Output all the data exactly. Pictures do not belong in the copy.

▬▬▬▬▬▬▬▬▬▬

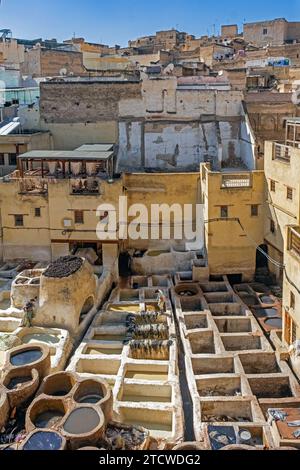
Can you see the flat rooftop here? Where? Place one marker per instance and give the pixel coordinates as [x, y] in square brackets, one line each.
[95, 148]
[65, 155]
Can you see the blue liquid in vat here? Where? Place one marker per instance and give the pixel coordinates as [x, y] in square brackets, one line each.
[26, 357]
[43, 441]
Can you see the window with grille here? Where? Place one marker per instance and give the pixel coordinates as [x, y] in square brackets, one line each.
[12, 159]
[79, 217]
[292, 300]
[272, 186]
[224, 212]
[289, 193]
[254, 210]
[294, 331]
[272, 226]
[19, 220]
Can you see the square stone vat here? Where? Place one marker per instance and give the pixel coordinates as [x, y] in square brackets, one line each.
[104, 349]
[259, 363]
[195, 321]
[147, 372]
[158, 421]
[202, 342]
[222, 410]
[271, 387]
[145, 393]
[233, 325]
[98, 366]
[213, 365]
[241, 342]
[229, 386]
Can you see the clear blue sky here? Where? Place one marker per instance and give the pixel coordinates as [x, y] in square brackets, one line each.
[116, 21]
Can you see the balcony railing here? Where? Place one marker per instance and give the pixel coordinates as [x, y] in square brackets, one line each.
[33, 186]
[281, 152]
[236, 181]
[294, 240]
[84, 187]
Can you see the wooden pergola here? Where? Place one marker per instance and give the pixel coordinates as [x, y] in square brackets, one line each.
[38, 161]
[292, 132]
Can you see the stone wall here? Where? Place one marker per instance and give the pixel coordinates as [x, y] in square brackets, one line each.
[91, 101]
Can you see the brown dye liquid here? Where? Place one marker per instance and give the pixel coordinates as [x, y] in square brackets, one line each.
[40, 337]
[108, 351]
[16, 381]
[90, 398]
[124, 308]
[48, 419]
[139, 398]
[26, 357]
[108, 337]
[81, 421]
[146, 376]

▬▬▬▬▬▬▬▬▬▬

#### [SOLUTION]
Can you see the flat rooftop here? Where? Place one marker per instance and give the pixel coordinates as [x, y] in square brackets, one line each.
[95, 148]
[65, 155]
Can you see the blue liquid in vat here? Where? Place one marker per instance and give the pixel coordinates as [x, y] in square brackets, one line each.
[26, 357]
[43, 441]
Can you see the window with grille here? Where? Place one marker per instance and give the pixel coordinates as [x, y] in square brackets, one line each.
[12, 159]
[79, 217]
[292, 300]
[272, 186]
[224, 212]
[289, 193]
[254, 210]
[294, 331]
[272, 226]
[19, 220]
Can you see the square stone vat here? Where? Place one marker per instance and give the pixel coordinates as [x, y] in square brackets, one line each.
[104, 349]
[259, 363]
[195, 321]
[147, 372]
[158, 421]
[202, 342]
[222, 410]
[271, 387]
[145, 393]
[233, 325]
[98, 366]
[213, 365]
[241, 342]
[229, 386]
Can you see the clear blue sky here? Where? Place one marker per instance and give the pixel coordinates as [x, y] in square brackets, one line each.
[116, 21]
Can you see the balcony railing here? Where? Place one marker per instance and give the pixel coordinates as [x, y] in square brackets, one line each.
[33, 186]
[281, 152]
[236, 181]
[294, 240]
[84, 187]
Can you see the wooden pergola here? Where? Place one marker per instance and give the pixel coordinates as [x, y] in square brackets, one line each.
[38, 161]
[292, 132]
Can you see the stone wall here? Where? Place one marker per instance and give the pixel coordinates as [x, y] in square brackets, one line each.
[91, 101]
Can you see the brown dye liquid here? Where? Place one marker per instance and give the pixel coordinates as [x, y] in square brackets, one line each.
[40, 337]
[108, 351]
[16, 381]
[90, 398]
[124, 308]
[48, 419]
[139, 398]
[26, 357]
[108, 337]
[81, 421]
[146, 376]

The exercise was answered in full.